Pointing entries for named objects
* begin *

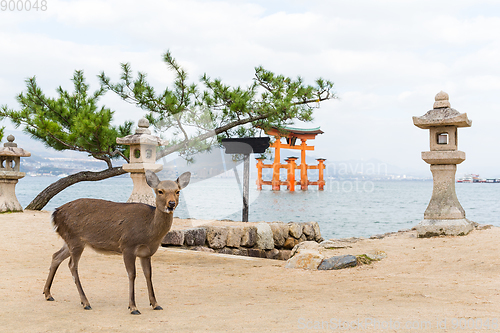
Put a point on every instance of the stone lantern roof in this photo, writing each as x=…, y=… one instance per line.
x=442, y=115
x=142, y=136
x=10, y=149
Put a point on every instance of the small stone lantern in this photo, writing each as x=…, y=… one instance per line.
x=142, y=157
x=10, y=162
x=444, y=214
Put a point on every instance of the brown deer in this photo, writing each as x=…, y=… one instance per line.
x=132, y=229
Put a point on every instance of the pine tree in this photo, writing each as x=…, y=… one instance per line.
x=194, y=117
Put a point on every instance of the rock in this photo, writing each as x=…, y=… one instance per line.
x=273, y=254
x=306, y=259
x=295, y=230
x=202, y=249
x=284, y=254
x=174, y=237
x=302, y=238
x=265, y=239
x=338, y=262
x=456, y=227
x=317, y=232
x=378, y=236
x=195, y=237
x=483, y=226
x=235, y=251
x=280, y=233
x=290, y=243
x=307, y=245
x=308, y=231
x=225, y=250
x=249, y=236
x=334, y=245
x=234, y=236
x=376, y=255
x=216, y=237
x=257, y=253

* end *

> **Task goal**
Can you give all of the material above again verbatim, line for line, leaving out the pictures?

> **Expected answer**
Put a point on every instance of the stone lantern roof in this photo, writing each as x=…, y=… one instance per line.
x=442, y=115
x=142, y=136
x=10, y=149
Put a point on every instance of the small stone lantern in this photo, writing each as x=…, y=… one instance per line.
x=142, y=157
x=10, y=162
x=444, y=214
Put a point on every instance of the brown deer in this photo, writing each as x=…, y=… one instance per line.
x=132, y=229
Put a point on every instance of the pine tree in this photo, writing each as x=…, y=… one instance per line.
x=194, y=117
Put a point on every instance of the rock in this photo, writing each as x=…, y=… one instance per line.
x=273, y=254
x=306, y=259
x=295, y=230
x=202, y=249
x=284, y=254
x=174, y=237
x=302, y=238
x=265, y=239
x=338, y=262
x=456, y=227
x=317, y=232
x=378, y=236
x=195, y=237
x=483, y=226
x=235, y=251
x=280, y=233
x=290, y=243
x=307, y=245
x=308, y=231
x=225, y=250
x=249, y=236
x=334, y=245
x=234, y=236
x=376, y=255
x=216, y=237
x=257, y=253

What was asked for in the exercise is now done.